TO DO:
1 - Retype the FELIX-3910 comment word for word, starting at "I added this" and ending at "the race conditions.".
2 - In the FELIX-3910 comment, what is the name of the new class that the patch adds?

QUOTED TEXT:
[ 
https://issues.apache.org/jira/browse/FELIX-3910?page=com.atlassian.jira.plugin.system.issuetabpanels:comment-tabpanel&focusedCommentId=13791366#comment-13791366
 ] 

Pierre De Rop commented on FELIX-3910:
--------------------------------------

I have attached the patch candidate (FELIX-3910.patch.5.tgz).

can you please check if it works in your environment ?
All tests are passing, except the two following tests:

1) 
testDynamicComponentStateListingLifeCycle2(org.apache.felix.dm.test.ComponentLifeCycleTest)

I think this is a pending issue, and the test also fails without the patch

2)   
testServiceRegistrationAndConsumption(org.apache.felix.dm.test.AspectAwareServiceDependencyTest)

This test also fails without the patch: I looked into it quickly and think that 
the pb might come from the dependency of the "ServiceConsumerCallbacks" 
component, which is optional and the swap method is called twice (the second 
swap call occurs when the "ServiceConsumerCallbacks" component is removed 
because the dependency is optional ... but this can be discussed in another 
jira issue.

patch description:
-----------------------

- Added a new "BlockingSerialExecutor" class which basically contains most of 
the logic that is currently done in the enqueueCallback, waitForCallbackLock, 
execute and releaseCallback methods: this class ensures that a single leader 
thread is executing a given task, and other threads are blocked until the 
leader thread is done. Additionally, I had to allow this new executor to be 
reentrant: when one executing task reschedule a new sub-task: then we need to 
execute the subtask immediately. This is required for instance when the 
serialized "addedService(ServiceReference ref, Object service)" method calls 
"ds.dependencyAvailable(this)", which then calls the serialized 
"invokeAdded(final DependencyService service)" method ... see the patch for 
more details.

I added this new class because I think we need to reuse it in other kind of 
dependencies, which may have also some concurrency issues.

- I then reworked a little the ServiceDependencyImpl class like this:

* all public methods are regrouped in the beginning of the class file, then 
comes the protected methods, and then the private methods

* serialized some public methods, in order to fix the race conditions.

* made protected the getService() method, which also impacts some minor modifs 
in the TemporalServiceDependencyImpl class.

* made volatile or final some attributes in the ServiceDependencyImpl / 
ComponentImpl / TemporalServiceDependencyImpl classes: Using pax-exam 3.0.0 (in 
test2), I came across some subtle problems regarding some attributes which are 
modified from a synchronized block, but read from unsynchronized blocks. So, to 
fix the problem, I had to use volatile or final ...

SOURCE DATA:
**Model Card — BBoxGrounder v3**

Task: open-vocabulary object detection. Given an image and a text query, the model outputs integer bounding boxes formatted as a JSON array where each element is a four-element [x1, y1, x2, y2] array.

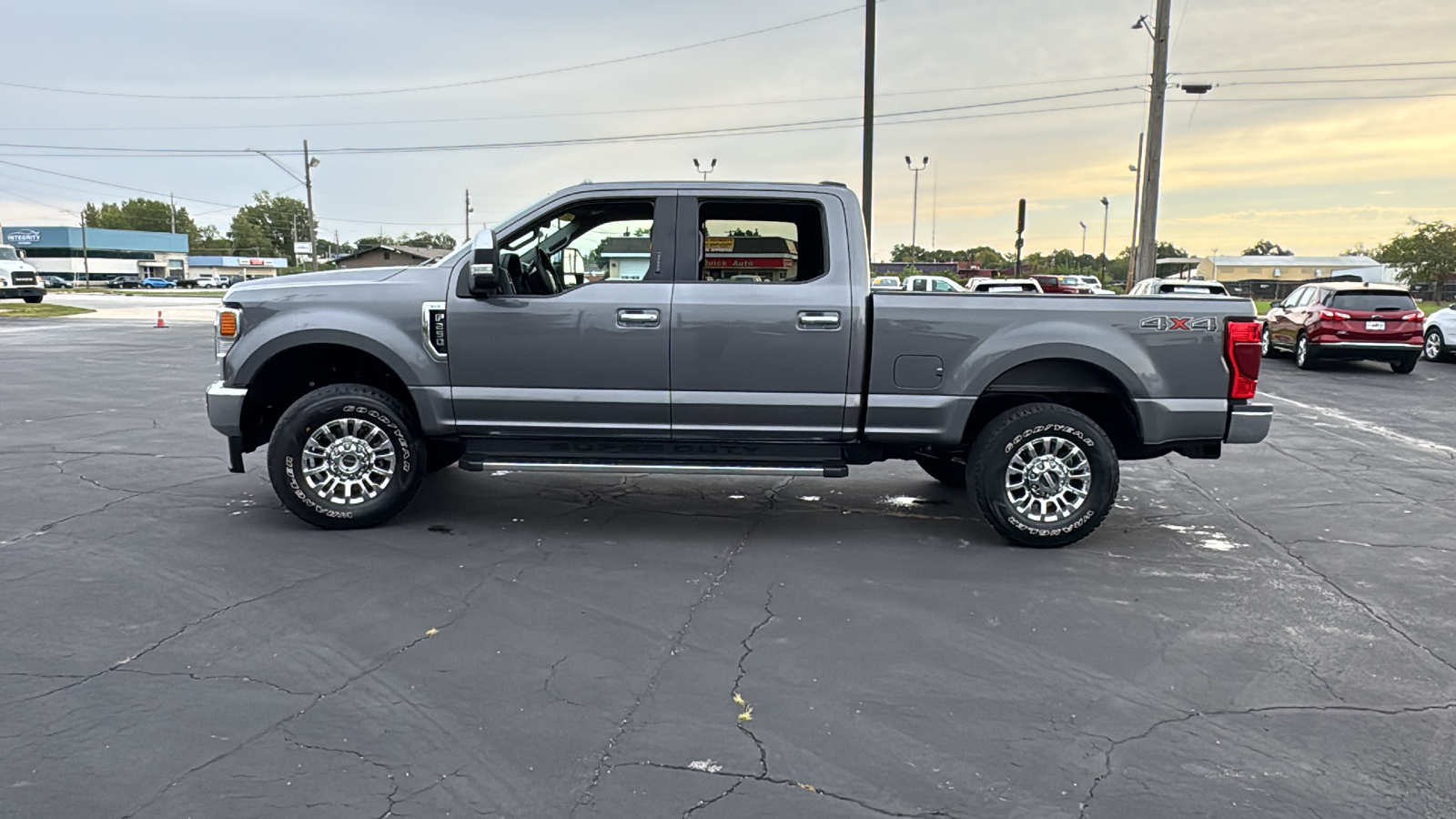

SOLUTIONS TO THE PROBLEMS:
1 -
I added this new class because I think we need to reuse it in other kind of 
dependencies, which may have also some concurrency issues.

- I then reworked a little the ServiceDependencyImpl class like this:

* all public methods are regrouped in the beginning of the class file, then 
comes the protected methods, and then the private methods

* serialized some public methods, in order to fix the race conditions.

2 - BlockingSerialExecutor